提供された抜粋 »
▼

上位10業種の顔ぶれの変動はみられないものの、開示件数は年々増加傾向に

<東証適時開示資料におけるM&A関連リリースの業種TOP10>


※CCReB GATEWAY「IRストレージ機能」よりククレブ総合研究所作成(以下同様)

上図は、東京証券取引所(以降、「東証」)の適時開示情報閲覧サービス「TDnet」に適時開示された2019年1月から2024年12月までの6年間に渡るM&A関連のプレスリリースを纏めたもののうち、上位10件をあらわしている。

2024年においても上位10にランクインする業種は例年と同じ顔ぶれとなる結果となった。特に1,2位に独占する「情報・通信業」「サービス業」は時代の移り変わりにより人々の生活が多様化していくなかで新たなビジネス分野が多く誕生していく業種であることから、今後も企業数の増加と、M&Aによる成長戦略に進んでいくものと思われ、今後もこのポジションは変わらないものと思われる。

また、当該2業種を筆頭に、上位10業種における年間開示件数は2019年から2022年のコロナ禍中はM&A取引が停滞し大きな動きを見せなかったが、2023年、2024年と毎年約250件の増加件数を示し、世界経済の回復にあわせた成長戦略の一手としてM&Aを実行する企業が増加していることが窺える結果となった。

加速する「陸運業」「金属製品」のM&A

<東証適時開示資料におけるM&A関連リリースの業種TOP11以下>


  ※内国法人・組合、外国法人・組合は有価証券報告書等の提出義務者ではないが適時開示を行っているためカウント

続いて、TOP11以下に目を向けてみると2019年以降の動きとして「陸運業」と「金属製品」は業種に属する毎年の企業数の変動に大きな動きはないものの、2024年において過去平均の約2倍に達するM&A関連リリース件数となり、特徴的な動きを見せている。

「陸運業」における2024年の代表的な事例としてはロジスティード株式会社による株式会社アルプス物流(9055)のTOB(株式公開買付け)が挙げられる。KKR傘下となった後、同社は「アセット・ライト事業モデルへの転換」として国内33の物流センターを売却し、売却により得たキャッシュをアルプス物流の買収資金に充て、事業成長を図るという戦略的なM&Aを実行している。

▲

提供エントリ »
▼

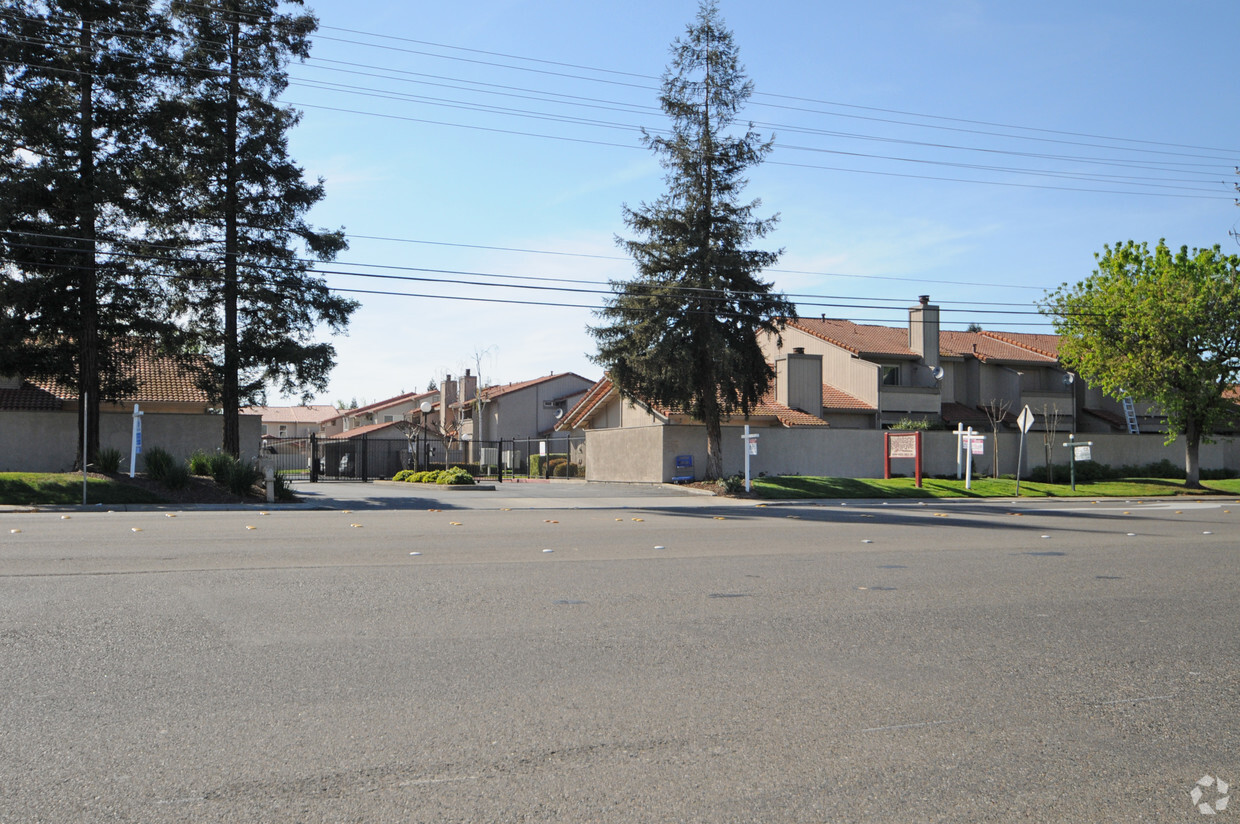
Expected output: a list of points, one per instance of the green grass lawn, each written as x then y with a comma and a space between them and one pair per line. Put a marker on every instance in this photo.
31, 488
784, 487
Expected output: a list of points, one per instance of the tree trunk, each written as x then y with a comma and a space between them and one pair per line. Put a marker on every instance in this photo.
230, 394
1192, 451
713, 450
88, 285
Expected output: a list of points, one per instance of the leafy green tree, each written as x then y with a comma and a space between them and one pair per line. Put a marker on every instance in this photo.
237, 206
1161, 326
682, 333
77, 290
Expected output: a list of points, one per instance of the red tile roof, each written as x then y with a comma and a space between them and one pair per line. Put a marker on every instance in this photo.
160, 379
370, 429
857, 338
29, 398
1044, 345
495, 392
988, 347
765, 408
311, 414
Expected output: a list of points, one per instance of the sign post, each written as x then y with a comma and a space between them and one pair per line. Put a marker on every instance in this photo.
975, 444
1078, 451
902, 445
1026, 423
750, 449
135, 441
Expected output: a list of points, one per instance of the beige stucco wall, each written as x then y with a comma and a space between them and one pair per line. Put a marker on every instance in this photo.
618, 455
631, 455
42, 441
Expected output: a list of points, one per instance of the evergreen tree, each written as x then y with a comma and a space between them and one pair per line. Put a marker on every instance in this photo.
77, 293
682, 333
237, 207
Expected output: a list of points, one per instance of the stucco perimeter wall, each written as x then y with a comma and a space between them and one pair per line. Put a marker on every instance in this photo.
649, 454
44, 441
630, 455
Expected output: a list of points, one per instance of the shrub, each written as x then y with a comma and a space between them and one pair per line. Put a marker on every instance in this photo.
242, 477
455, 476
200, 462
283, 491
220, 466
107, 461
158, 462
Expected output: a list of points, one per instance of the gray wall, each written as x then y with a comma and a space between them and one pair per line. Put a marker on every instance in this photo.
649, 454
46, 441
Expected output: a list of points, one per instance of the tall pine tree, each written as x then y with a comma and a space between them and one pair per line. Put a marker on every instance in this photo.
682, 333
77, 291
237, 207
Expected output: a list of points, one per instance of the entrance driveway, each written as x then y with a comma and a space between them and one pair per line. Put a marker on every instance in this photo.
523, 495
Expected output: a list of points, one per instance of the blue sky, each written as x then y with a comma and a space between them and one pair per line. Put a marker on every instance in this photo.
980, 153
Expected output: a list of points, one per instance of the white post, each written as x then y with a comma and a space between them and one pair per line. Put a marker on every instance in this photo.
960, 442
747, 456
86, 410
135, 440
969, 459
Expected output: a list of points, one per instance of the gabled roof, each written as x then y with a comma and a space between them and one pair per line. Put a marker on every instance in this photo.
310, 414
594, 395
370, 429
29, 398
835, 398
988, 347
766, 407
160, 379
857, 338
490, 393
1044, 345
391, 402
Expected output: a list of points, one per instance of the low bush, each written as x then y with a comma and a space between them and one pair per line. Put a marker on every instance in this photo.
220, 466
455, 476
158, 462
242, 477
283, 491
200, 462
107, 461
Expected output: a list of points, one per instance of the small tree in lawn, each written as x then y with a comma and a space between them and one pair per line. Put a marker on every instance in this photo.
682, 333
1049, 428
996, 412
1161, 326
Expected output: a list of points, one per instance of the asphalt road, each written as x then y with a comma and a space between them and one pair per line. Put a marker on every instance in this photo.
671, 662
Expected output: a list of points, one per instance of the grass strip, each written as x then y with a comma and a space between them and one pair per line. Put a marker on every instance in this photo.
36, 488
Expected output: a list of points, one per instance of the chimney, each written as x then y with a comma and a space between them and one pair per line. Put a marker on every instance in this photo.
799, 382
469, 387
447, 398
924, 331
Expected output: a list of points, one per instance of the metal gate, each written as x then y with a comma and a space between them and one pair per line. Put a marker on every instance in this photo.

▲

短い課題 1 » 業種別のM&A関連リリースを扱った文章を、二文で要約すること。
短い課題 2 » 業種別のM&A関連リリースを扱った文章の続きを、最後の文の後から書き進めること。

課題の解答 1 » 東証の適時開示に基づくM&A関連リリースでは、2024年も上位10業種の顔ぶれは例年と同じで、コロナ禍中の2019年から2022年に停滞していた開示件数は、2023年、2024年と毎年約250件ずつ増加した。TOP11以下では「陸運業」と「金属製品」の件数が2024年に過去平均の約2倍に達し、陸運業の代表的な事例としてロジスティード株式会社による株式会社アルプス物流のTOBが挙げられている。

課題の解答 2 »
「金属製品」においては瀧上工業株式会社(5918)や日創プロニティ株式会社(3440)が中期経営計画で掲げる事業の成長戦略の一環としてM&Aを行った事例や、株式会社アドバネクス(5998)による子会社化企業の経営継続性を担保する目的としたものなど、事業規模の拡大や企業再生・企業存続を狙ったM&A関連リリースが多く見受けられた。

 

以上、今回は「CCReB GATEWAY」の『IRストレージ』機能を活用して統計調査を行った。

『IRストレージ』はTDnetとAPI連携し日々開示されるリリースを収集しており、2018年以降のデータを格納しております。会員登録(無料)を頂くことで詳細検索・データ取得が可能となりますので、統計調査や最新リリースの把握等にご活用ください。

また、ククレブ総合研究所では上場企業の経営動向調査として、M&A調査の他、中期経営計画で取り上げられるワードの増減率に着目したホットワードトレンド調査を行っています。最新レポートでは2024年に公表された中期経営計画・有価証券報告書をもとにした2025年注目の経営ホットワードをレポートしておりますので、是非ご注目ください。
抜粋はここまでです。